▶ **CONSIGNE**:
Renommez « feta cheese cube » en « block of feta » dans toutes les lignes ci-dessous, le reste demeurant strictement inchangé.

─── SUPPORTS DE TRAVAIL

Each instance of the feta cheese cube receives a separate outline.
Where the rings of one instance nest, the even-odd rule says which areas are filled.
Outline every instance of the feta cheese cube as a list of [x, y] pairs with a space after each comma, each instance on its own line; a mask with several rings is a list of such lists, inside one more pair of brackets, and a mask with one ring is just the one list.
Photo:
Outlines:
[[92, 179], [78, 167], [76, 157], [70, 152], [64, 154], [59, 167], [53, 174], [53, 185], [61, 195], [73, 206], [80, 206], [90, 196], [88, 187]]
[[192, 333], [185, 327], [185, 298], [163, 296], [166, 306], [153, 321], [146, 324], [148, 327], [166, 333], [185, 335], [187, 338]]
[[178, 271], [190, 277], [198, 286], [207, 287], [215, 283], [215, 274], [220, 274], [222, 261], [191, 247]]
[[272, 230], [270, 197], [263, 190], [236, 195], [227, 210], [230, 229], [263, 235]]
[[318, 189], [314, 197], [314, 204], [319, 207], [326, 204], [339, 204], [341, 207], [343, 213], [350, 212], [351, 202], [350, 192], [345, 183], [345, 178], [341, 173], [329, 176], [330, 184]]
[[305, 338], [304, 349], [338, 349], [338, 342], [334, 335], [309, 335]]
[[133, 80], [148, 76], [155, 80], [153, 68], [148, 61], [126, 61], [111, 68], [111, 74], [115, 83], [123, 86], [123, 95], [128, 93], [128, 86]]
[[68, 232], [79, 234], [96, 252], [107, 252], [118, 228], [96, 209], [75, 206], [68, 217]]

──────

▶ **EXERCICE CORRIGÉ**:
Each instance of the block of feta receives a separate outline.
Where the rings of one instance nest, the even-odd rule says which areas are filled.
Outline every instance of the block of feta as a list of [x, y] pairs with a space after each comma, each instance on its own line; a mask with several rings is a list of such lists, inside one more pair of brackets, and a mask with one ring is just the one list.
Photo:
Outlines:
[[92, 179], [78, 167], [76, 157], [70, 152], [64, 154], [59, 167], [53, 174], [53, 185], [61, 195], [73, 206], [80, 206], [90, 196], [88, 187]]
[[192, 333], [185, 327], [185, 298], [163, 296], [166, 306], [153, 321], [146, 324], [148, 327], [166, 333], [185, 335], [187, 338]]
[[178, 271], [190, 277], [198, 286], [207, 287], [215, 283], [215, 274], [220, 274], [222, 261], [191, 247]]
[[272, 230], [270, 197], [263, 190], [236, 195], [227, 210], [230, 229], [263, 235]]
[[318, 189], [314, 197], [314, 204], [319, 207], [326, 204], [339, 204], [341, 207], [343, 213], [350, 212], [351, 202], [350, 192], [345, 183], [345, 178], [341, 173], [329, 176], [330, 184]]
[[305, 338], [304, 349], [338, 349], [338, 342], [334, 335], [309, 335]]
[[133, 80], [148, 76], [155, 80], [153, 68], [148, 61], [126, 61], [111, 68], [111, 74], [115, 83], [123, 86], [123, 95], [128, 93], [128, 86]]
[[68, 232], [79, 234], [96, 252], [107, 252], [118, 228], [96, 209], [75, 206], [68, 217]]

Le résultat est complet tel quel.